What to produce: Convert every line of the records below into a JSON array of strings, one string per line, and omit any blank lines.

Supplied material:
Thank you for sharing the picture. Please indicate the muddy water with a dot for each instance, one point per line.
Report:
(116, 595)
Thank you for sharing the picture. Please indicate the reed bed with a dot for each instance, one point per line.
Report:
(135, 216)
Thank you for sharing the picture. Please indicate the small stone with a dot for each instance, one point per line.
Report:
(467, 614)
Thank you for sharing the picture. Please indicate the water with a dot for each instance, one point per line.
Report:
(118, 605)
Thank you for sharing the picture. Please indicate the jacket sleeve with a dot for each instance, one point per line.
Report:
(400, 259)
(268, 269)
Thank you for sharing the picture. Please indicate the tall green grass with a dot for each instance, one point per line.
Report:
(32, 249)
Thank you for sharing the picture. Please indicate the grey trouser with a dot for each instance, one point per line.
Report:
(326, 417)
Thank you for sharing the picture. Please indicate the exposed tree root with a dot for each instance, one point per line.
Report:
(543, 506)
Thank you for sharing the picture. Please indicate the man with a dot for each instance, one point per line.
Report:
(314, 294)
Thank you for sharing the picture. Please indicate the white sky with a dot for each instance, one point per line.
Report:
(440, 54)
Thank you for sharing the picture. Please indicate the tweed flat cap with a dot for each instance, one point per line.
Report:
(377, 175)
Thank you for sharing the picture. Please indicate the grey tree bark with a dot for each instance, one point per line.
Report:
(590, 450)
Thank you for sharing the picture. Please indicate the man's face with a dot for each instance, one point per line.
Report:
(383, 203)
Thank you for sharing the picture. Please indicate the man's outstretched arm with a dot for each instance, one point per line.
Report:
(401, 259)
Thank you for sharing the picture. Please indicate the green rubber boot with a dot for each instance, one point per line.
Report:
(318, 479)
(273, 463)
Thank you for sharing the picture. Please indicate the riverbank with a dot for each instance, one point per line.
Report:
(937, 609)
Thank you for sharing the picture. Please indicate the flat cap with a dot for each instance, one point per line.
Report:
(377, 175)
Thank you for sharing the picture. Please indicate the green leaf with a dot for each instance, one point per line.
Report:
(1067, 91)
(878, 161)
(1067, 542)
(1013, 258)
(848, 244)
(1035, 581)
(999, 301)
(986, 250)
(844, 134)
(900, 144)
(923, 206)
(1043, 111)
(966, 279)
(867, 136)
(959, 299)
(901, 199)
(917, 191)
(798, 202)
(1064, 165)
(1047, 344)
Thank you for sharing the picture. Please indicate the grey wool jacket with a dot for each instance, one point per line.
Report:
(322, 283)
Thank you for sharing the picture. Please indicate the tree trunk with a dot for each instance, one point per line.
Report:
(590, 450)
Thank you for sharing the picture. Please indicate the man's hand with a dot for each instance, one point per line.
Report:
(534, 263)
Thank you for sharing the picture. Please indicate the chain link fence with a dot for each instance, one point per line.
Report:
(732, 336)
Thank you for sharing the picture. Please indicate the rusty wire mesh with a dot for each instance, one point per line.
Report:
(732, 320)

Solution to this task:
[
  "Thank you for sharing the picture. Please indicate the muddy water with a dot for each instance, one point per line.",
  "Report:",
  "(116, 595)",
  "Thank you for sharing the picture. Please indicate the reed bed with a dot for each instance, one point per line.",
  "Report:",
  "(135, 216)",
  "Thank you for sharing the picture. Please indicate the small stone with a dot for each instance, one point per line.",
  "Report:",
  "(467, 614)",
  "Thank you for sharing the picture. Please indicate the water with a dot for each instance, one point per line.",
  "Report:",
  "(118, 605)",
  "Thank you for sharing the picture. Please indicate the jacket sleeve with a dot for each instance, one point per line.",
  "Report:",
  "(400, 259)",
  "(268, 269)",
  "Thank you for sharing the picture. Please indicate the tall green grass with a dot for each instance, one point per line.",
  "Report:",
  "(32, 249)",
  "Thank you for sharing the picture. Please indicate the grey trouser with a dot for each instance, one point per line.",
  "Report:",
  "(326, 417)",
  "Thank you for sharing the picture. Please indicate the exposed tree root with a dot for each instance, one point per line.",
  "Report:",
  "(543, 506)",
  "Thank you for sharing the picture. Please indicate the man with a dot for each instance, one point per line.",
  "Report:",
  "(314, 294)",
  "Thank you for sharing the picture. Please indicate the white sky with a dot for each instance, one point per line.",
  "Report:",
  "(440, 54)",
  "Thank you for sharing the picture. Please indicate the tweed flat cap with a dot for each instance, one point per line.",
  "Report:",
  "(377, 175)",
  "Thank you for sharing the picture. Please indicate the grey tree bark with a dot for each instance, one point per line.",
  "Report:",
  "(590, 450)",
  "Thank you for sharing the picture. Please indicate the man's face with a dot for each instance, one point per line.",
  "Report:",
  "(383, 203)",
  "Thank you for sharing the picture. Please indicate the man's outstretched arm with a dot for each instance, one point per line.",
  "Report:",
  "(401, 259)",
  "Thank you for sharing the picture. Please indicate the green rubber boot with a dot for each instance, one point per line.",
  "Report:",
  "(318, 479)",
  "(273, 463)",
  "Thank you for sharing the picture. Please indicate the riverbank with a dot for each instance, one point per line.",
  "Report:",
  "(937, 609)",
  "Thank you for sharing the picture. Please indicate the flat cap with a dot for each instance, one point per line.",
  "Report:",
  "(377, 175)",
  "Thank you for sharing the picture. Please indicate the green leaf with a dot for each instance, one point per line.",
  "Report:",
  "(1067, 91)",
  "(878, 161)",
  "(1067, 542)",
  "(1013, 258)",
  "(848, 244)",
  "(1035, 581)",
  "(999, 301)",
  "(986, 250)",
  "(844, 134)",
  "(900, 144)",
  "(923, 206)",
  "(1043, 111)",
  "(966, 279)",
  "(867, 136)",
  "(959, 299)",
  "(901, 199)",
  "(917, 191)",
  "(798, 202)",
  "(1064, 165)",
  "(1047, 344)",
  "Thank you for sharing the picture. Please indicate the grey wool jacket with a dot for each instance, one point per line.",
  "Report:",
  "(322, 283)",
  "Thank you for sharing the picture. Please indicate the tree trunk with a dot for each instance, one point per line.",
  "Report:",
  "(590, 450)",
  "Thank you for sharing the picture. Please indicate the man's hand with a dot for each instance, one point per line.",
  "Report:",
  "(534, 263)",
  "Thank you for sharing the picture. Please indicate the chain link fence with a dot for each instance, one point per line.",
  "Report:",
  "(732, 336)",
  "Thank you for sharing the picture. Please indicate the rusty wire mesh with a dot for each instance, one point per line.",
  "Report:",
  "(732, 320)"
]